[Items from a dataset]
[START]

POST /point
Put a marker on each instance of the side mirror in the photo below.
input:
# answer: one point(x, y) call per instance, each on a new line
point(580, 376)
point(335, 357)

[END]

→ **Given exercise**
Rewrite the entries above, substituting "wing mirror" for "side mirror" and leaving everything else unchanged.

→ **In response**
POST /point
Put a marker on each instance of the wing mirror in the photo below.
input:
# answer: one point(x, y) call per instance, each on a new line
point(580, 376)
point(335, 357)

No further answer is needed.